------ Provided data
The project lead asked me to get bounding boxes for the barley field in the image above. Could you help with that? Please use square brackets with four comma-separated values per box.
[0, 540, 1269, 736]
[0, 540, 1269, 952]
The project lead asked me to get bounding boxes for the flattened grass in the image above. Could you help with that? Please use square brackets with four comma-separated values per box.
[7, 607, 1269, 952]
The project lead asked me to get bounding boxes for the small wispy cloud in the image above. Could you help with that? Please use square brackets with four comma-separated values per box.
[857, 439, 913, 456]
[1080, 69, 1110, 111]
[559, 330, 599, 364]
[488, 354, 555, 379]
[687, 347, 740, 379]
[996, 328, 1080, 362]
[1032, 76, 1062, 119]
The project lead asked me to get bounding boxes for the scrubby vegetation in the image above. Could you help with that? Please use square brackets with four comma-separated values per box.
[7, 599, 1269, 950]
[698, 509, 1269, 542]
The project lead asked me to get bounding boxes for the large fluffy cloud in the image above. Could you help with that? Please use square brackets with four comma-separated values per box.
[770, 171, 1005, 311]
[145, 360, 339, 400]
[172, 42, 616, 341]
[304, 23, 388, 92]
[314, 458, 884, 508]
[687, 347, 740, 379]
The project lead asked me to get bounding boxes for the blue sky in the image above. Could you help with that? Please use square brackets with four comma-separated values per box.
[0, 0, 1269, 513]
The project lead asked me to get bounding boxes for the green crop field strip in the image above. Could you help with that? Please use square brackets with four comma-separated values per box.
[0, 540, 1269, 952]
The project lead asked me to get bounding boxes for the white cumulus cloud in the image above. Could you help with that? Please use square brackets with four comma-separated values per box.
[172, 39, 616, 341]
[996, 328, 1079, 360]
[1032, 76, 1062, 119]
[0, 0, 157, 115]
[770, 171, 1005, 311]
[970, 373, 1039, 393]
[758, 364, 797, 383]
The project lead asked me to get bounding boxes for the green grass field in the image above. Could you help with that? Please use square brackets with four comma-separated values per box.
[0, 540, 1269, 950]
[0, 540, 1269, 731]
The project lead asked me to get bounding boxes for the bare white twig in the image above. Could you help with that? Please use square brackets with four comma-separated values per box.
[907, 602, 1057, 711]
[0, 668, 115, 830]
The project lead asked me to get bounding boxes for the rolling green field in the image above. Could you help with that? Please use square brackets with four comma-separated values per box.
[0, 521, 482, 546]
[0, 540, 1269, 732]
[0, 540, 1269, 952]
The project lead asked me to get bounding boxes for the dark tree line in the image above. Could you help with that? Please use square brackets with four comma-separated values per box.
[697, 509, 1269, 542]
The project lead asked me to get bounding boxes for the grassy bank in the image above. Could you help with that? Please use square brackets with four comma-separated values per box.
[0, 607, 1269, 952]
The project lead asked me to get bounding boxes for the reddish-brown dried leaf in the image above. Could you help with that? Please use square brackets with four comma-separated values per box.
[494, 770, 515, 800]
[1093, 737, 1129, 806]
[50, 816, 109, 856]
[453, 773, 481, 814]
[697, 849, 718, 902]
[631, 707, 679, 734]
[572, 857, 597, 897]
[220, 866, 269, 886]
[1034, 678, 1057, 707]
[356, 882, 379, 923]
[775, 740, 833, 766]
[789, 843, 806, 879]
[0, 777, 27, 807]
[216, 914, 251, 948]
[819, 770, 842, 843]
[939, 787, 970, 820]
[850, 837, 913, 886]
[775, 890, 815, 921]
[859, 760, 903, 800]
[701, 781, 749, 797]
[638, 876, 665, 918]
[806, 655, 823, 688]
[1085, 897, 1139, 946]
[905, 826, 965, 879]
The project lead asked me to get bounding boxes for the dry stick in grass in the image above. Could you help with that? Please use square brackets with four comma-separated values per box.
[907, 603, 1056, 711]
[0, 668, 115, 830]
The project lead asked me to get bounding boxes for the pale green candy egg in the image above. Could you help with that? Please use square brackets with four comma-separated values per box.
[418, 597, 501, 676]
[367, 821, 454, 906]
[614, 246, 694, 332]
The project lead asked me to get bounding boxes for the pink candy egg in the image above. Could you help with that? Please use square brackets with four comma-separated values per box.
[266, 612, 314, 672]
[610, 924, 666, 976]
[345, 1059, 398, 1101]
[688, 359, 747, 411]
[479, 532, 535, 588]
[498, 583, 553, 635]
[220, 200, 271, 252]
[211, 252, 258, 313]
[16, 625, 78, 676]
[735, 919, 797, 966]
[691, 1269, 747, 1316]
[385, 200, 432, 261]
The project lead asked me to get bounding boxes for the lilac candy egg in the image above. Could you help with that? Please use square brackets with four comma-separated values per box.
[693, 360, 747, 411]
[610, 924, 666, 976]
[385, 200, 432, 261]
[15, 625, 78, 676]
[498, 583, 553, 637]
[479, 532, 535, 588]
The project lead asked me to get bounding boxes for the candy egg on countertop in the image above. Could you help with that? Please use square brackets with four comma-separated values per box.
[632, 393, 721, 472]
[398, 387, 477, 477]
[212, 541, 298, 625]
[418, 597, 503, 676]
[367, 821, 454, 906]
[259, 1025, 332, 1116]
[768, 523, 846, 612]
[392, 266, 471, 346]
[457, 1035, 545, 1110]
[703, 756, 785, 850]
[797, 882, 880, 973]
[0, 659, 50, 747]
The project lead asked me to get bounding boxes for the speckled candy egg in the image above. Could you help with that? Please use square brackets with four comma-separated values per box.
------------
------ Provided data
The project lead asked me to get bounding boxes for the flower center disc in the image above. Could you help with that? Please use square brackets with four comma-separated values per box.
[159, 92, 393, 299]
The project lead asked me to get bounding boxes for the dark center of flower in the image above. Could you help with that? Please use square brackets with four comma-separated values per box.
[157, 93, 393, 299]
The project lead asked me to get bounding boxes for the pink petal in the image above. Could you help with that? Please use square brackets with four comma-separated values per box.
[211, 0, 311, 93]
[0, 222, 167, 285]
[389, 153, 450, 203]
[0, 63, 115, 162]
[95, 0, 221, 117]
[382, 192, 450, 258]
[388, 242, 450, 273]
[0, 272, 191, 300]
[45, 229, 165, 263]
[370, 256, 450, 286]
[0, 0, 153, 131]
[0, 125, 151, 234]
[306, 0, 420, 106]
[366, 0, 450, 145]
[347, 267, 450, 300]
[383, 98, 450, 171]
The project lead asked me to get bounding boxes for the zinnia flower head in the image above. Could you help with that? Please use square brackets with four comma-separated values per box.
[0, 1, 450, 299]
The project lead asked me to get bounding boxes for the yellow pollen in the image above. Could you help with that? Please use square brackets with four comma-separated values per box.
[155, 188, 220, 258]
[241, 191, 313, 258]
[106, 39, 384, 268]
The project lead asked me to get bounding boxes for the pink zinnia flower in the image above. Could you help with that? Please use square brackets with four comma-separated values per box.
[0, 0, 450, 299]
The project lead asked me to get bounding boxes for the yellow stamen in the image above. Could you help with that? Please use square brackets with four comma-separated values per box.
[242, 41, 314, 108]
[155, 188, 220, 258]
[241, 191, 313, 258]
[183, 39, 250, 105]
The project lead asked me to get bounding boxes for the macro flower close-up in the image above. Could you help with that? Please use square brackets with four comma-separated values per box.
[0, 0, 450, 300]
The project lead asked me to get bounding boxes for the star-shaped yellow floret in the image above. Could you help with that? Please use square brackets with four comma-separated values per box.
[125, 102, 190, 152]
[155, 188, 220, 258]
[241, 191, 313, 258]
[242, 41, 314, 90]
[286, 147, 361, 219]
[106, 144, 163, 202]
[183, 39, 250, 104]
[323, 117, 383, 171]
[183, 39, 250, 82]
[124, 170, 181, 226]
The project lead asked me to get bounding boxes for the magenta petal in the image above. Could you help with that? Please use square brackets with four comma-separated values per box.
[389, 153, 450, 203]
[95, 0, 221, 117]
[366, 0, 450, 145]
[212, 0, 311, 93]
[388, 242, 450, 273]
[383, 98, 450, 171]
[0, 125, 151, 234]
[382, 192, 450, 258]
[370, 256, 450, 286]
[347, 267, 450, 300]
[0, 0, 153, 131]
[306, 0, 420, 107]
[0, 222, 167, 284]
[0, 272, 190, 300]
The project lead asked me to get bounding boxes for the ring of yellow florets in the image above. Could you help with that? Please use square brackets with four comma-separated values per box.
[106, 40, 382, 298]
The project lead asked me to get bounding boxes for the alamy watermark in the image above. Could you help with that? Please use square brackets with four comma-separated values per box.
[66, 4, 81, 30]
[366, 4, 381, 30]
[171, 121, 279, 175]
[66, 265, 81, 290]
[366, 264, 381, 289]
------------
### Task objective
Rewrite the part of the data that opens with the line containing "for the scrubby" and closes with the line containing "[698, 509, 1269, 542]", putting "low shrubs" in place of "scrubby vegetation" and changing nothing else. Give only those lines.

### Solution
The project lead asked me to get bounding boxes for the low shrubs in the image above. Could you help with that? Please use square brackets with four comma-separated values per box.
[7, 599, 1269, 950]
[698, 509, 1269, 542]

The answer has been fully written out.